**WHAT YOU NEED TO DO**
The following data has a line with "[[258, 210], [392, 3]]" and a line with "[[26, 0], [472, 172]]". Write out exactly those lines and all the lines between them.

* * *

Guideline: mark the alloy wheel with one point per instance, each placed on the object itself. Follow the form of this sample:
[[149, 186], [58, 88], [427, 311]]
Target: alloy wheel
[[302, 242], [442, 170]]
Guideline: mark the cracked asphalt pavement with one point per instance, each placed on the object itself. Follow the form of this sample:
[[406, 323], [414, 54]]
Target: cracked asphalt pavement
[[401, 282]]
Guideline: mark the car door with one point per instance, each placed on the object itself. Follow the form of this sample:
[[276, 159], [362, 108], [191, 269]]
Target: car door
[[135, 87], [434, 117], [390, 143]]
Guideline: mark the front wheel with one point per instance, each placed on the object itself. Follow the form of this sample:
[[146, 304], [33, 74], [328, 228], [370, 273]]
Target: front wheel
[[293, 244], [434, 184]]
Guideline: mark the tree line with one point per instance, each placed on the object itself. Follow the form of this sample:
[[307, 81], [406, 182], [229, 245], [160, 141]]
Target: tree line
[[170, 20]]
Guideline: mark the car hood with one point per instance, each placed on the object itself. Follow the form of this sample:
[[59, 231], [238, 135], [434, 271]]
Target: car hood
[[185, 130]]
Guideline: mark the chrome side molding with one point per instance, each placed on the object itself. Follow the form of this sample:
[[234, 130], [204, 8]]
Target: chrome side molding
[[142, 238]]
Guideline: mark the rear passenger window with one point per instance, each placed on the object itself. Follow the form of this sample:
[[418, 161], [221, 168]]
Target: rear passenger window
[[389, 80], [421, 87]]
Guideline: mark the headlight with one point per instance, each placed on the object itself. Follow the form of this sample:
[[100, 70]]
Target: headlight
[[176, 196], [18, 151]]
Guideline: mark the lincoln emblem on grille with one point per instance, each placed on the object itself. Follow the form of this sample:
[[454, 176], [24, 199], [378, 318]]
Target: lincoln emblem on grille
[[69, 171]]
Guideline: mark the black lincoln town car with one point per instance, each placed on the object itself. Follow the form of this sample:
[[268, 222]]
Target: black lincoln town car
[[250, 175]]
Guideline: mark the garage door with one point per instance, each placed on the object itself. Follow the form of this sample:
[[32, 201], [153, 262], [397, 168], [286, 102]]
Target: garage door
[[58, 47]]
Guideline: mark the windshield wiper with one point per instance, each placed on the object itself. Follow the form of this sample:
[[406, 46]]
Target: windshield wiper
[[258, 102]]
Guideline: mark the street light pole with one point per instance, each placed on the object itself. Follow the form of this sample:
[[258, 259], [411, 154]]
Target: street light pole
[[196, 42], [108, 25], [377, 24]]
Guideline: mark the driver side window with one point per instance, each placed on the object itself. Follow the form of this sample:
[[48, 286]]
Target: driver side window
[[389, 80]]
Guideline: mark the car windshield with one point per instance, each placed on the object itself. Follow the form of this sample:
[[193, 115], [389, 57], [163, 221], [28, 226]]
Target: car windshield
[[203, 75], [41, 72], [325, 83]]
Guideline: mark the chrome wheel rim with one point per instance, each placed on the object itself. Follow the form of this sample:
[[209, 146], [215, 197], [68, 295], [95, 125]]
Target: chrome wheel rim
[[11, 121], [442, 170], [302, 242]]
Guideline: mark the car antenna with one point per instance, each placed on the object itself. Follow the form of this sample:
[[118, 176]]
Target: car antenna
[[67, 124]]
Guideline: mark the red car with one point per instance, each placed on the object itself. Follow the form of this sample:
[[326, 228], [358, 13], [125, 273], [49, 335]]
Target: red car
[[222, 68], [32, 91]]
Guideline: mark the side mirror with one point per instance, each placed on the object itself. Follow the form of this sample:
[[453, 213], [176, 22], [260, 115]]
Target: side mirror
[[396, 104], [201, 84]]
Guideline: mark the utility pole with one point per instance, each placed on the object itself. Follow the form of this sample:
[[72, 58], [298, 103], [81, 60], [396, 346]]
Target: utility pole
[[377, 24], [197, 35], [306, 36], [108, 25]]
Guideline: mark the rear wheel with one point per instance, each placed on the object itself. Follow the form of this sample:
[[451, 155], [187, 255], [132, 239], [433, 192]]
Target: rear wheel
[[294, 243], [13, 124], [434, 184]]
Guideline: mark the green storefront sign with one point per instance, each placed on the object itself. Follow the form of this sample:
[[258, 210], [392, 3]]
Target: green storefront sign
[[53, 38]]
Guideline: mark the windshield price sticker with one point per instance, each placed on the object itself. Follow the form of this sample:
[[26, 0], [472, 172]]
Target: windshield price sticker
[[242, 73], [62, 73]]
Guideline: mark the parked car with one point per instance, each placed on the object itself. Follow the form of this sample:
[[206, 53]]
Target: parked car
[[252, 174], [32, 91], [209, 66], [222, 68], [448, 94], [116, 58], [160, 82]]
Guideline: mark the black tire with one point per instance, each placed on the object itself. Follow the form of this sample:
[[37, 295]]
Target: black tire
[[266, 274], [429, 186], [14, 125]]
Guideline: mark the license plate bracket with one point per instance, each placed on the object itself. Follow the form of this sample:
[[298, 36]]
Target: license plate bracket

* * *

**WRITTEN SOLUTION**
[[258, 210], [392, 3]]
Target: green storefront sign
[[53, 38]]
Guideline: mark the windshield price sticker with one point per instance, each placed on the object itself. Follow the form of this sample:
[[26, 0], [472, 172]]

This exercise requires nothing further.